What the task asks:
Pull out each line in the records below that contains the word "decorative".

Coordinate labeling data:
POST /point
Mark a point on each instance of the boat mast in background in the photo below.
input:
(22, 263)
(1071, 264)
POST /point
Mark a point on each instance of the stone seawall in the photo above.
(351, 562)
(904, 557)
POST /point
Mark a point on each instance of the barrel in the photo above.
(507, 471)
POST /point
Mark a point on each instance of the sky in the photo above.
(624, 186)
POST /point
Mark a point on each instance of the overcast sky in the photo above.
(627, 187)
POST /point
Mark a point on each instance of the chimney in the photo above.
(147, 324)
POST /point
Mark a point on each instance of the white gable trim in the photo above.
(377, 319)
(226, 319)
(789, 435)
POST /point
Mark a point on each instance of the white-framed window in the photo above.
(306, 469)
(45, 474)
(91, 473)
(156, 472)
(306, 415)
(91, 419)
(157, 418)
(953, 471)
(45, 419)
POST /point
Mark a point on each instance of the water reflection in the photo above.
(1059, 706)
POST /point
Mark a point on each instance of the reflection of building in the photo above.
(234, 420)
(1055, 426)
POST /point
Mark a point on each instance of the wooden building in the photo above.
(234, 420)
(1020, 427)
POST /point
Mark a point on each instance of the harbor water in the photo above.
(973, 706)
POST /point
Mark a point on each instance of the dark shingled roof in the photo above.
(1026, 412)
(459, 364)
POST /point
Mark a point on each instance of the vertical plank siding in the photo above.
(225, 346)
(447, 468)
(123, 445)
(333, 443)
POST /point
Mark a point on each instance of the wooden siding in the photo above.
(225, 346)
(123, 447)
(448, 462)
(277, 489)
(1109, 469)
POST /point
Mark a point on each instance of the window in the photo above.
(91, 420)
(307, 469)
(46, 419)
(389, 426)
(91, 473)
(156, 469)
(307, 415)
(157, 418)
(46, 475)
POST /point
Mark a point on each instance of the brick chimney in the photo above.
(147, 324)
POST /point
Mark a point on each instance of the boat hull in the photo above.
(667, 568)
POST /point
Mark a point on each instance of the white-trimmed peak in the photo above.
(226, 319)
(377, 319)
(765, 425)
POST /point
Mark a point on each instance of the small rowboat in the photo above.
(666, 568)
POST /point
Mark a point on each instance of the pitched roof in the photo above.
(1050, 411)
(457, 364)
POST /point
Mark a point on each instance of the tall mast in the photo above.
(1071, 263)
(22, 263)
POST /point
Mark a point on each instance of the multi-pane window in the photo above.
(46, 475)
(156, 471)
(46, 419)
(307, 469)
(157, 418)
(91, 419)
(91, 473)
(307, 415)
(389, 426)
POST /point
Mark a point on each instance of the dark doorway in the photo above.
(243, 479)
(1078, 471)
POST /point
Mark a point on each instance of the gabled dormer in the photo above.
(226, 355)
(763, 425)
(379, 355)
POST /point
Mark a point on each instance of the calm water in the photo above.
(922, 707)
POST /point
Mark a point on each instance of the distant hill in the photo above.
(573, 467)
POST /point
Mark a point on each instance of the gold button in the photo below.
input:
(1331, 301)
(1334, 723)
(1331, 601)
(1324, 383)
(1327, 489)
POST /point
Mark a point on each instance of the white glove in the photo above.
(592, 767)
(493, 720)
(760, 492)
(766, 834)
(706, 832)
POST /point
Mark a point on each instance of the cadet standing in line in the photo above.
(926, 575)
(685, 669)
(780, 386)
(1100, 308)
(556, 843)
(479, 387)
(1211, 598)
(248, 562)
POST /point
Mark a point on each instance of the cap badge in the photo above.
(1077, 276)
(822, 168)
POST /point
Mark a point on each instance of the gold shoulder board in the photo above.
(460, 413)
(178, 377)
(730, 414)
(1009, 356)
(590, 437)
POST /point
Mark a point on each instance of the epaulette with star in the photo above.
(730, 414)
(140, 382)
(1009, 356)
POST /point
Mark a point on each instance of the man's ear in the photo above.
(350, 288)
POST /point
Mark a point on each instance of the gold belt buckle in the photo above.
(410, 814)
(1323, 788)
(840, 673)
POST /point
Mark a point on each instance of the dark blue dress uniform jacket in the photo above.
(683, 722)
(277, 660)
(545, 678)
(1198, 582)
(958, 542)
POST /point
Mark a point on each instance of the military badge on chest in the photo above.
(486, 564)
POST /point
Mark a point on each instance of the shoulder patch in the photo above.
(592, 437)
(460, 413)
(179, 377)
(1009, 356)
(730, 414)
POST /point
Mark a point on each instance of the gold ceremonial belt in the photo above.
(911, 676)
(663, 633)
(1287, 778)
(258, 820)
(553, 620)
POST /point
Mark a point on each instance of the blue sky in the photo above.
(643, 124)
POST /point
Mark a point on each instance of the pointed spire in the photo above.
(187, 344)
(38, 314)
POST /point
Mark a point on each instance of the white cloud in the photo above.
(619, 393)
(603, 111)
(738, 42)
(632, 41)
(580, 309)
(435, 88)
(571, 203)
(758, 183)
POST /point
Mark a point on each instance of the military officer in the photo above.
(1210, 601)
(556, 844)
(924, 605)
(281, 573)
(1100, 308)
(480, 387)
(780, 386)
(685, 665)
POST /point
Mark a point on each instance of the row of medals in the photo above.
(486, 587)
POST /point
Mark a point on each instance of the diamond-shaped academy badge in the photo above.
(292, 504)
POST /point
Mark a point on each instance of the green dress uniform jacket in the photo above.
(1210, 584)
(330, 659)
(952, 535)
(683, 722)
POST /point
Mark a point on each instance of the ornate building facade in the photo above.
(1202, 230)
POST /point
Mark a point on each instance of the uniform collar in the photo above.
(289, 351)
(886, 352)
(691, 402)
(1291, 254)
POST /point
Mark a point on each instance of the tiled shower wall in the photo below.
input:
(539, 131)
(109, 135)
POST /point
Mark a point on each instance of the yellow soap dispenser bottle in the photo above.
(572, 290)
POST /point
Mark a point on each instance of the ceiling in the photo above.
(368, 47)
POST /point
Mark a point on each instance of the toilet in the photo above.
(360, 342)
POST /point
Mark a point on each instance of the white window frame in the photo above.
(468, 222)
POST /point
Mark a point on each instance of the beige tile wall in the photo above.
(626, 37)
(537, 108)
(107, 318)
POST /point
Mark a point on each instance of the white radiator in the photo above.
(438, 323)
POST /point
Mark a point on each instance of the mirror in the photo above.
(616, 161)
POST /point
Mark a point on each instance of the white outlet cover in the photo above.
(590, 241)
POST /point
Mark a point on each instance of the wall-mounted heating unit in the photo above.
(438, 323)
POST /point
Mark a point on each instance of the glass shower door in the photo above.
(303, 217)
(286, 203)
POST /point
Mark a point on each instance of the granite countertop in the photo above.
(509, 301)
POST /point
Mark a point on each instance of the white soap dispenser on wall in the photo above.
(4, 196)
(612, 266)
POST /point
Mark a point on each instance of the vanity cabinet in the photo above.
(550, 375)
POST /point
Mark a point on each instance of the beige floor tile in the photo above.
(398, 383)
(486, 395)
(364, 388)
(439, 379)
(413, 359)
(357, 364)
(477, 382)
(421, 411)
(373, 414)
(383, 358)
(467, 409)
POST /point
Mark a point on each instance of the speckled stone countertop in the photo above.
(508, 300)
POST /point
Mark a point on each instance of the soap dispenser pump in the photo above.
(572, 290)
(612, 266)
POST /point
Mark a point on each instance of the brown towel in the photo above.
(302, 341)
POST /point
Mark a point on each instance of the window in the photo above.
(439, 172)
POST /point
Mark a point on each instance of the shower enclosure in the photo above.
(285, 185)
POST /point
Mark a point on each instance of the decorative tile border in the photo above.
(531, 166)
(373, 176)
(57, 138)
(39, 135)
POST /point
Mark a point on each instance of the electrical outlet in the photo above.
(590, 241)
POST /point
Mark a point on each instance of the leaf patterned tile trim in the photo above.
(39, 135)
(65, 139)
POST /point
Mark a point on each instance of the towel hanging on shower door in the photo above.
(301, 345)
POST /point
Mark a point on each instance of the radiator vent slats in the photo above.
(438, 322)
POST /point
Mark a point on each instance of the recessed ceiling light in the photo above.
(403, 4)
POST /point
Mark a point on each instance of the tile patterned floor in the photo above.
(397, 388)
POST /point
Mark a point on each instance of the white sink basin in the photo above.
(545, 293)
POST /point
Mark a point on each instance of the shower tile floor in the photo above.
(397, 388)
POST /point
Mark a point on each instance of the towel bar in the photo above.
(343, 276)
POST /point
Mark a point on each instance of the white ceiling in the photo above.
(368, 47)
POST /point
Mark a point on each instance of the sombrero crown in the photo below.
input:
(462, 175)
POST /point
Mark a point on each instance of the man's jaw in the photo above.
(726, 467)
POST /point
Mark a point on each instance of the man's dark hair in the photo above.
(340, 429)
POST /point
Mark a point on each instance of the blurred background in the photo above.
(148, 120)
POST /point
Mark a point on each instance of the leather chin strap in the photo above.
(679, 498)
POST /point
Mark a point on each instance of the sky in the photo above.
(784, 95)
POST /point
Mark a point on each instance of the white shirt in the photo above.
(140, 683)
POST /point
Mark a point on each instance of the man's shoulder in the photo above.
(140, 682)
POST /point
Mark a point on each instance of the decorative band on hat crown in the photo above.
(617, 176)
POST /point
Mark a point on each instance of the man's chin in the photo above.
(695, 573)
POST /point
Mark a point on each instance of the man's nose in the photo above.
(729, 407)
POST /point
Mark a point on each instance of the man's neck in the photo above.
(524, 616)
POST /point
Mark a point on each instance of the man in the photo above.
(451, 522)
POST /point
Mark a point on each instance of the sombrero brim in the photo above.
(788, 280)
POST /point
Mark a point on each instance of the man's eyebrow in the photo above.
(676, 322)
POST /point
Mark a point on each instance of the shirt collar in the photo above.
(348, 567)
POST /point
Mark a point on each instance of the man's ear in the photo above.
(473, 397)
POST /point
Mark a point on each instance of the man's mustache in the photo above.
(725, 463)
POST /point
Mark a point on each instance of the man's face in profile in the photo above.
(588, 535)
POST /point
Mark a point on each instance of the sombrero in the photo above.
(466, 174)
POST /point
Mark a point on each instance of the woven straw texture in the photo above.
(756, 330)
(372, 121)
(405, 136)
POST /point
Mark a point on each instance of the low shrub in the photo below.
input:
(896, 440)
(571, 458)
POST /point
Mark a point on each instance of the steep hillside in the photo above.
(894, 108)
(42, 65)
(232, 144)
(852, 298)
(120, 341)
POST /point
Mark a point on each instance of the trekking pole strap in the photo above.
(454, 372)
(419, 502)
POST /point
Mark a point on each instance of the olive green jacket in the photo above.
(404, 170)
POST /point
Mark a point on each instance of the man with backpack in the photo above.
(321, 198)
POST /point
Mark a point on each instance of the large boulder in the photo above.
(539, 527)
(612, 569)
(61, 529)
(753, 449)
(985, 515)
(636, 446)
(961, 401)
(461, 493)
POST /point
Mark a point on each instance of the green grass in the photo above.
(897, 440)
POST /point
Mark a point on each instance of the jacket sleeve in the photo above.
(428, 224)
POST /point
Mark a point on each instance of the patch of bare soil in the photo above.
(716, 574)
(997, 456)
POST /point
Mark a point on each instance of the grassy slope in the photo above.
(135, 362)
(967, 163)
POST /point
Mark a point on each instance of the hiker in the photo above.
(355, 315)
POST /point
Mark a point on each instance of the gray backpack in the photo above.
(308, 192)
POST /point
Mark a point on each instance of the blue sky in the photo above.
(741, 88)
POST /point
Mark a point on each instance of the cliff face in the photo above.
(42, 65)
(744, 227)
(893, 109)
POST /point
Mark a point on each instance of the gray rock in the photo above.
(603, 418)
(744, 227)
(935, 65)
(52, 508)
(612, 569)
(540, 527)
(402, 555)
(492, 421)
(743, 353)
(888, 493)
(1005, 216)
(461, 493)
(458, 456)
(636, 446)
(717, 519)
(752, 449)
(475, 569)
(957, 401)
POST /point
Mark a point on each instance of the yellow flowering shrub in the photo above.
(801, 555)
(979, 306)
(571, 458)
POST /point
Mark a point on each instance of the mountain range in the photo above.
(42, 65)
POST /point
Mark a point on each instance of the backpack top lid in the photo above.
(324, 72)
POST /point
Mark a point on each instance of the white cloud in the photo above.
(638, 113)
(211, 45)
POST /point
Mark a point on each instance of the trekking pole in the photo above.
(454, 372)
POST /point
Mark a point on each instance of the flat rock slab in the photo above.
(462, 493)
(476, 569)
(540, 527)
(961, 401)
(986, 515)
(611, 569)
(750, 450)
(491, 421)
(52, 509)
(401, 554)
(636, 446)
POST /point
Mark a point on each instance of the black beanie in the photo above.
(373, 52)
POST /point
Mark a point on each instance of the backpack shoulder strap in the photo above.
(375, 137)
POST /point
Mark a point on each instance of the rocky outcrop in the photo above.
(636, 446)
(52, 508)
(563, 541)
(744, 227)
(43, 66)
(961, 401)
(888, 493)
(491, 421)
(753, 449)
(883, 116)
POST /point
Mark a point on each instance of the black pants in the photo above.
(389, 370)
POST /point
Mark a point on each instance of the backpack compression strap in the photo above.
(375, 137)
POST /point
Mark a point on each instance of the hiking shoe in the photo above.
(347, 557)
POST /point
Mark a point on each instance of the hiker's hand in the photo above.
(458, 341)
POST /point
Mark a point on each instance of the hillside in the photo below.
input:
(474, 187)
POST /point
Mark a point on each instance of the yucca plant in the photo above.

Output of the task:
Mark a point on each instance of the decorative tile border in the photo above.
Mark a point on each instance of the decorative band on hat crown in the photo above.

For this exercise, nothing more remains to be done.